* **WHAT IS BEING ASKED**
Starting at the line that contains "Query: bare shoulder", transcribe each line exactly through the last line of the data. Include nothing else.

* **DATA TO USE**
----------------------------------------
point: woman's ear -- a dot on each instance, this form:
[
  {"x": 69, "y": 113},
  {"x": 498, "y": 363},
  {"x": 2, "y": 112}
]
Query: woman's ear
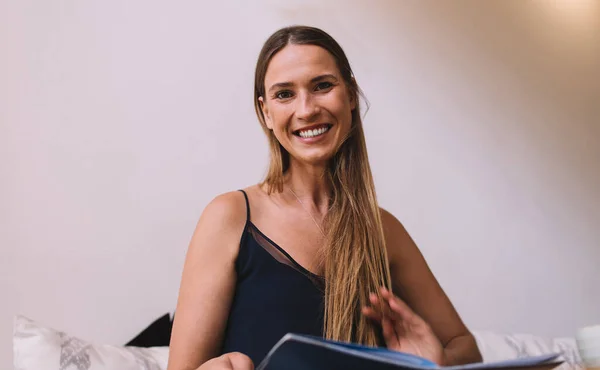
[
  {"x": 265, "y": 110},
  {"x": 352, "y": 92}
]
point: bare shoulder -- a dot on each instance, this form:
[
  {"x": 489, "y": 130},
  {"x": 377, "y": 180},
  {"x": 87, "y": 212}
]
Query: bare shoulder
[
  {"x": 398, "y": 241},
  {"x": 227, "y": 210},
  {"x": 222, "y": 223}
]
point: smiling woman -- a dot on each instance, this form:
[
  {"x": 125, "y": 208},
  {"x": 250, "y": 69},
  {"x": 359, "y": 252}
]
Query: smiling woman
[{"x": 308, "y": 250}]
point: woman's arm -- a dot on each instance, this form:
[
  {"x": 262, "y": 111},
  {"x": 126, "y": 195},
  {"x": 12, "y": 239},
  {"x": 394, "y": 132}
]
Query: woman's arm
[
  {"x": 415, "y": 284},
  {"x": 207, "y": 284}
]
----------------------------------------
* **OUTPUT OF THE EXERCISE**
Query: bare shoulder
[
  {"x": 398, "y": 241},
  {"x": 227, "y": 210},
  {"x": 222, "y": 223}
]
point: smiling woman -- a dot on each instance, this form:
[
  {"x": 125, "y": 208},
  {"x": 250, "y": 69},
  {"x": 359, "y": 252}
]
Query: smiling woman
[{"x": 308, "y": 250}]
point: woman's arm -- a dot on each instance, this form:
[
  {"x": 262, "y": 111},
  {"x": 126, "y": 195},
  {"x": 12, "y": 239},
  {"x": 394, "y": 132}
]
Query: woman's arm
[
  {"x": 415, "y": 284},
  {"x": 207, "y": 284}
]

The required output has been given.